Пропагандистские средства в огромной степени определяются целью. Наши реформаторы всегда были так скромны в неправде, что ее почти невозможно было отличить от добросовестного заблуждения, – ну пообещают к седьмому числу покончить с инфляцией, ну запланируют экономический рост на 0,3 процента, но уж никак не назовут Зюганова агентом мирового исламизма, не устроят протечку в печать конфиденциальных сведений о его гомерических доходах или – уж врать так врать! – его гомосексуальных связях. Однако не распространяли подобных агиток они не только из-за щепетильности, недомыслия или высокомерия, но еще и из-за того, что им требовалось не объединить население, а, скорее, разъединить его, вводя в оборот индивидуалистические правила игры, не внушить ему глобальную иллюзию, обещающую скорое всеобщее благоденствие, а, скорее, приучить к трезвому взгляду на жизнь. (А неприукрашенной жизни так трудно бороться с красивой ложью… Но правительство профессионалов было выше подобной сентиментальной чепухи.)
+--
* ЗАДАНИЕ 1:
Выберите все строки записей, в которых встречается слово «block», с учетом регистра.

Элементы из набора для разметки
+--
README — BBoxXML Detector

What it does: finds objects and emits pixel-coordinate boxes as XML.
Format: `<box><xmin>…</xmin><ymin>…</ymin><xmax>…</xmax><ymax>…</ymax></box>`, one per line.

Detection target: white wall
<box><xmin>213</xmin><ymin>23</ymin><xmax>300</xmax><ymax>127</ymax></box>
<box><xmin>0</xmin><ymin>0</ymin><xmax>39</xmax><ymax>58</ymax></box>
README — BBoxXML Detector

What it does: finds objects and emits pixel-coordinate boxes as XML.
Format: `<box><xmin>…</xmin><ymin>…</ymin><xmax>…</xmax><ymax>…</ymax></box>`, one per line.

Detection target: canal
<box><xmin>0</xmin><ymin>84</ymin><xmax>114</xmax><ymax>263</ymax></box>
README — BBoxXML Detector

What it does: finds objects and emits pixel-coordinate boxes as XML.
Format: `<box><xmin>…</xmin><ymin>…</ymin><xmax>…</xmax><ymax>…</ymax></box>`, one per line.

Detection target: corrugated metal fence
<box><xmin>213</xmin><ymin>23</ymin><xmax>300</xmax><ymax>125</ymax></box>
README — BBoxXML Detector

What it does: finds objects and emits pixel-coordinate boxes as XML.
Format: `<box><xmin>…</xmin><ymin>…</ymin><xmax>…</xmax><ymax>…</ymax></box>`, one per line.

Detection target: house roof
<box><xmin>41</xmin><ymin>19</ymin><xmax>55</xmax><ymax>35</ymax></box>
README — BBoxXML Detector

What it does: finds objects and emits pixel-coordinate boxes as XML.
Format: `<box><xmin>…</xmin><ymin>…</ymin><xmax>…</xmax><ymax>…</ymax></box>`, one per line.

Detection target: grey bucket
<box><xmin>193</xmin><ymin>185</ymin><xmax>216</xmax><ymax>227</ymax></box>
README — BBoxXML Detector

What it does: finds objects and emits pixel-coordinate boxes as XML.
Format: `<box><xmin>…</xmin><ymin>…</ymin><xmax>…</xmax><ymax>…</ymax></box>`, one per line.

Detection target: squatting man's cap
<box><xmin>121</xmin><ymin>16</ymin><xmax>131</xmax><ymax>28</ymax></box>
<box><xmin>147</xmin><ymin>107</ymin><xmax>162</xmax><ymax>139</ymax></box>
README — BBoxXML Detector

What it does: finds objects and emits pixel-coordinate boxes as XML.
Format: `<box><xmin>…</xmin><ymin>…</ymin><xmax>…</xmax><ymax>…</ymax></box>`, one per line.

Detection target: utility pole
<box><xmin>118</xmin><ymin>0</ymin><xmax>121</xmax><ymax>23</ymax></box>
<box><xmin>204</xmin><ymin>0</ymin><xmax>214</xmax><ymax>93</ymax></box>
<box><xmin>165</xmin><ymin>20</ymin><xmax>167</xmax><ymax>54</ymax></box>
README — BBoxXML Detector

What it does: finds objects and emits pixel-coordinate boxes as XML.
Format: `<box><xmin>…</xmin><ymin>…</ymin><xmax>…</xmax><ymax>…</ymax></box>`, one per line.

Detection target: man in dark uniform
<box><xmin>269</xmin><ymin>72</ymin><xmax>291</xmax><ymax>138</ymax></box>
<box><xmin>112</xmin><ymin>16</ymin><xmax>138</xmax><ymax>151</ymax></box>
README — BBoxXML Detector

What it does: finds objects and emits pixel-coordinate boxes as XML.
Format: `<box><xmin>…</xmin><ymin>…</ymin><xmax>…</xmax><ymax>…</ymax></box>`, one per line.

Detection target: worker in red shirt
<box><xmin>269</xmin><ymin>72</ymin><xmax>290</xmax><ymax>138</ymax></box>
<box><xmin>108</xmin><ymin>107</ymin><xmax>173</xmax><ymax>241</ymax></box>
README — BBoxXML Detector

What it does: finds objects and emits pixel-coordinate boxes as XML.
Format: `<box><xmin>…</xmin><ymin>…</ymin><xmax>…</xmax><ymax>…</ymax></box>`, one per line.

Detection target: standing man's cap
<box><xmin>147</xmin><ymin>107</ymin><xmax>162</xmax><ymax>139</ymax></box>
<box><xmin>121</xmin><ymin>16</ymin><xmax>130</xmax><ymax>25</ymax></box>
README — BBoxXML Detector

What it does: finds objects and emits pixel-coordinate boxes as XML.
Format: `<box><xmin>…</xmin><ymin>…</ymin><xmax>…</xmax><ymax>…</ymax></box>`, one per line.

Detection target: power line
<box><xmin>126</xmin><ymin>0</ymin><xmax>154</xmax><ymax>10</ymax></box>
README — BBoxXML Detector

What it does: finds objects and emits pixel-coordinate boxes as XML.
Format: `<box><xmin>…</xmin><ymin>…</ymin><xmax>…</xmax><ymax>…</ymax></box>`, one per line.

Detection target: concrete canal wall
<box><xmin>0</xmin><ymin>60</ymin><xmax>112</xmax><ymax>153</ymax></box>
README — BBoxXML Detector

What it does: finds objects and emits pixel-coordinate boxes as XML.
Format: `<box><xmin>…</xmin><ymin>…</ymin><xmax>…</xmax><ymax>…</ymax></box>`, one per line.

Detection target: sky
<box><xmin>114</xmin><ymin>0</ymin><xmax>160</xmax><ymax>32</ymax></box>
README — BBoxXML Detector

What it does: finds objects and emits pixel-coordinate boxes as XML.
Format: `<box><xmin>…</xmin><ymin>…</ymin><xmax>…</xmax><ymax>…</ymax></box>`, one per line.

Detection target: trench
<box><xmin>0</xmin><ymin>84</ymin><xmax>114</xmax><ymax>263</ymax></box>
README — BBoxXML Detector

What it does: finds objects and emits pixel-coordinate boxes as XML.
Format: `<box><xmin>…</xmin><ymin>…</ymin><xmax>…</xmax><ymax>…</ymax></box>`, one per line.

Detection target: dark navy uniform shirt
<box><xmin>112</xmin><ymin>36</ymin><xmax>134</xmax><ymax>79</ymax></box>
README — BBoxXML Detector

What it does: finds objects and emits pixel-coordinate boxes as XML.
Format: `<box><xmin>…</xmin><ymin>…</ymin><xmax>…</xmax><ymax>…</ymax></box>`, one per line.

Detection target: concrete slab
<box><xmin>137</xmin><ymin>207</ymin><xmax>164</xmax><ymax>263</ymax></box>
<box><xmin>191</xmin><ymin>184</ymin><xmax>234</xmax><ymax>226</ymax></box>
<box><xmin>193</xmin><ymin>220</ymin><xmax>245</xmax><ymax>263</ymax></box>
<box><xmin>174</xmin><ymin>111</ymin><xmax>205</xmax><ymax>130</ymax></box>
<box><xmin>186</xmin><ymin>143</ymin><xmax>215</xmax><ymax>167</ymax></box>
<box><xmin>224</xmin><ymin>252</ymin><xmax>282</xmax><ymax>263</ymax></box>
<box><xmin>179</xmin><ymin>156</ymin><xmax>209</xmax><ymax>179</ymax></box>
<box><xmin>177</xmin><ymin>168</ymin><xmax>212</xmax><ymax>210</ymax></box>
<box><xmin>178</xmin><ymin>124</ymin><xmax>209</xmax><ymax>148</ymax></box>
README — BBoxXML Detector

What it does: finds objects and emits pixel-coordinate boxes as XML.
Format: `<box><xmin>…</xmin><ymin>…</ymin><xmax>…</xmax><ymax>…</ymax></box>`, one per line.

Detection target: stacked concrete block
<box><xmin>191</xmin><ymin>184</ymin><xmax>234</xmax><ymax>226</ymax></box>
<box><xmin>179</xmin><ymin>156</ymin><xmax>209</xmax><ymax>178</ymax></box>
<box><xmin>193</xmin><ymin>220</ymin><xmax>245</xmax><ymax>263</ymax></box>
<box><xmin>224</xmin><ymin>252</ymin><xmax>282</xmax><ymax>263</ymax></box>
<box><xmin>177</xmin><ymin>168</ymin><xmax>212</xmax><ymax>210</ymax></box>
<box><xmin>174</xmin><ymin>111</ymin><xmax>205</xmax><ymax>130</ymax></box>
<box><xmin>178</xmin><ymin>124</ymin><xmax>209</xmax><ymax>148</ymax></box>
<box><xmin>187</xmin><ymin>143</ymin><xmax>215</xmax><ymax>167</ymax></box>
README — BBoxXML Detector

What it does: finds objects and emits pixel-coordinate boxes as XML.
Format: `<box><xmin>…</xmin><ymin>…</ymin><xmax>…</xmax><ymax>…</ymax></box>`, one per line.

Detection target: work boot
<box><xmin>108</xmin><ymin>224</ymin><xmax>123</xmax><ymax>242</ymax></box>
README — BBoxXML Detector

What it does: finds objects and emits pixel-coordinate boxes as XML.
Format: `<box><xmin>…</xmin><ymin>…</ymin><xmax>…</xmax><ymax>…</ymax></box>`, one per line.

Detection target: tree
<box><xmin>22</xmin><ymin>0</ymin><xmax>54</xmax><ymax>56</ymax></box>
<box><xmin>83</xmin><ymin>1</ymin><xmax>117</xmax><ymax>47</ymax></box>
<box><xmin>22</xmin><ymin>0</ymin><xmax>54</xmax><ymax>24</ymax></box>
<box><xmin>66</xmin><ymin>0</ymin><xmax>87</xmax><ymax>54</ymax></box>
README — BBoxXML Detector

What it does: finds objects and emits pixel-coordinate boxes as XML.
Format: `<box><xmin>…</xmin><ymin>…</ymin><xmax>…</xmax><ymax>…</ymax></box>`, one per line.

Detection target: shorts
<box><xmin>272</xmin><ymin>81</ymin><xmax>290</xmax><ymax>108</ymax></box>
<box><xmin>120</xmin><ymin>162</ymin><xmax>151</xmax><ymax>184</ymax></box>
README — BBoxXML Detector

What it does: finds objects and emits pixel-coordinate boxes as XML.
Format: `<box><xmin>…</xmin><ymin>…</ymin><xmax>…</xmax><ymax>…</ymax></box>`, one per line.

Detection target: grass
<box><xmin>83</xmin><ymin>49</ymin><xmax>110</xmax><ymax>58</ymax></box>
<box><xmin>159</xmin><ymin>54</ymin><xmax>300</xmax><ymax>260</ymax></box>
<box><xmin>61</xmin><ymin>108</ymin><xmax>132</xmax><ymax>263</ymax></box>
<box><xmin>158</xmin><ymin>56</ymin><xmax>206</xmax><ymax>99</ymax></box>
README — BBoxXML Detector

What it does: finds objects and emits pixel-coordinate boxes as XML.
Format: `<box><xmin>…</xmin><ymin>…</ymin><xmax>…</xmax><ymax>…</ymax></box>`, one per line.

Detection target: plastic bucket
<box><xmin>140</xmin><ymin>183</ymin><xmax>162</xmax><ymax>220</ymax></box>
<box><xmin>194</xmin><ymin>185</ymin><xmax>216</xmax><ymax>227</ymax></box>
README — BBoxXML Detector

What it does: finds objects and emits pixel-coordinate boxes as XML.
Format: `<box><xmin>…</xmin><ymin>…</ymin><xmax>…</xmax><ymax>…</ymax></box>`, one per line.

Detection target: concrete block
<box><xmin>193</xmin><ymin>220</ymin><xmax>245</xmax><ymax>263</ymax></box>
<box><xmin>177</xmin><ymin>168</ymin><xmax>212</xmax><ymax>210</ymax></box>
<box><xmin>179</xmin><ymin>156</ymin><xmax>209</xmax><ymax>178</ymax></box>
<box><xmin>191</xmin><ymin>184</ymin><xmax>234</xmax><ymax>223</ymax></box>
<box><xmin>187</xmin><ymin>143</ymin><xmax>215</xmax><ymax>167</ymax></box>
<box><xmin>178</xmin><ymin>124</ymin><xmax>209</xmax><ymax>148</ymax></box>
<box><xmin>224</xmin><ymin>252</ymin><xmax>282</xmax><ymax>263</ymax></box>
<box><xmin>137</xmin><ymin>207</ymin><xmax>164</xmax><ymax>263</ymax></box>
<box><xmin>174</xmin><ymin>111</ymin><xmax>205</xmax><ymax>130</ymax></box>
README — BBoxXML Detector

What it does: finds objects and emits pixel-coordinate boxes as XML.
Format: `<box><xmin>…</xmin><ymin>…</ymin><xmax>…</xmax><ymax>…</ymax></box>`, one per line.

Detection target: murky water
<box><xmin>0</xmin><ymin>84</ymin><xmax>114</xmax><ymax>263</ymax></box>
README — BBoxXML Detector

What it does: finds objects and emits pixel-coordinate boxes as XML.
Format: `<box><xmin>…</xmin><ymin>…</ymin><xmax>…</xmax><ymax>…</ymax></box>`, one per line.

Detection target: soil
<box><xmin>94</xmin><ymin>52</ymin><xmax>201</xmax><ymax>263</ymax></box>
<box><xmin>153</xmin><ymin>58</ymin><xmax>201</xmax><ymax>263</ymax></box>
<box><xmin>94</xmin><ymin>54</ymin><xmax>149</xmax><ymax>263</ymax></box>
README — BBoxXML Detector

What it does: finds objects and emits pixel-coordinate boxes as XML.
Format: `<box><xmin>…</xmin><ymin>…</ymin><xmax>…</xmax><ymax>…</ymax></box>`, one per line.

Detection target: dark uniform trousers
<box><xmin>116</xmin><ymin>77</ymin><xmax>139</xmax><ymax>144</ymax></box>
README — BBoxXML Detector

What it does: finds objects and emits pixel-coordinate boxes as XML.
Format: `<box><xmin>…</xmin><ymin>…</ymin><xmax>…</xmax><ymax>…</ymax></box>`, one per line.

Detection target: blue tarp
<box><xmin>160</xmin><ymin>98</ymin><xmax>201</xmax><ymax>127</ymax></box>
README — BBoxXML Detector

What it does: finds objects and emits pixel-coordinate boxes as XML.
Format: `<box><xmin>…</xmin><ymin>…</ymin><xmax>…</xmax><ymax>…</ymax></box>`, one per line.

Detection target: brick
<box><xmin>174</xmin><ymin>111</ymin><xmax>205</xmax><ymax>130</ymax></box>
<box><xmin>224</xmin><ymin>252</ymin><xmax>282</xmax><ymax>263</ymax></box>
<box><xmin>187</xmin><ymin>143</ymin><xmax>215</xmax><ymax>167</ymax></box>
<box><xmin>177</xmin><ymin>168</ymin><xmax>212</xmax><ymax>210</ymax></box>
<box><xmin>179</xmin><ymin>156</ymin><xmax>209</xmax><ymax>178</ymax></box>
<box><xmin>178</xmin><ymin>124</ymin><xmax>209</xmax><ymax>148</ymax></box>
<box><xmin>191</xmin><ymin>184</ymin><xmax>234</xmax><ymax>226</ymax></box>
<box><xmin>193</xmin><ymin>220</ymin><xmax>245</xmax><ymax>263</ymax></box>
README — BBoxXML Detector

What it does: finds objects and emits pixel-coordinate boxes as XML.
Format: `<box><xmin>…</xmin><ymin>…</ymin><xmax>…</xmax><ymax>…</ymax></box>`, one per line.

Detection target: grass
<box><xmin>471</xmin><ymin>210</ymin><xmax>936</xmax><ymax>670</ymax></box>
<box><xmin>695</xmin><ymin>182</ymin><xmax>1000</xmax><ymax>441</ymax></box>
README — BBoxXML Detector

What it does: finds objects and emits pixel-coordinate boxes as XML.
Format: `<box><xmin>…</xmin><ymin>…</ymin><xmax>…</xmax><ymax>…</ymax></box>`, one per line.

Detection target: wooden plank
+--
* ЗАДАНИЕ 2:
Переведите на английский язык предложение из исходного текста: «Пропагандистские средства в огромной степени определяются целью.»

* ОТВЕТ 1:
Detection target: stacked concrete block
Detection target: concrete block

* ОТВЕТ 2:
The means of propaganda are determined to a huge extent by the goal.